### WHAT YOU HAVE TO DO
Restate exactly, and only, the lines spanning from the one with "# gives pixel" to the end of the records below.

====== WORKING DATA ======

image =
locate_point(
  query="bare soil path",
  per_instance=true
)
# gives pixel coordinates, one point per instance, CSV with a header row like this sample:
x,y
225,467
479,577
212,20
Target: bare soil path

======

### RESULT BELOW
# gives pixel coordinates, one point per instance, CSV with a header row like this sample:
x,y
225,467
479,577
212,20
Target: bare soil path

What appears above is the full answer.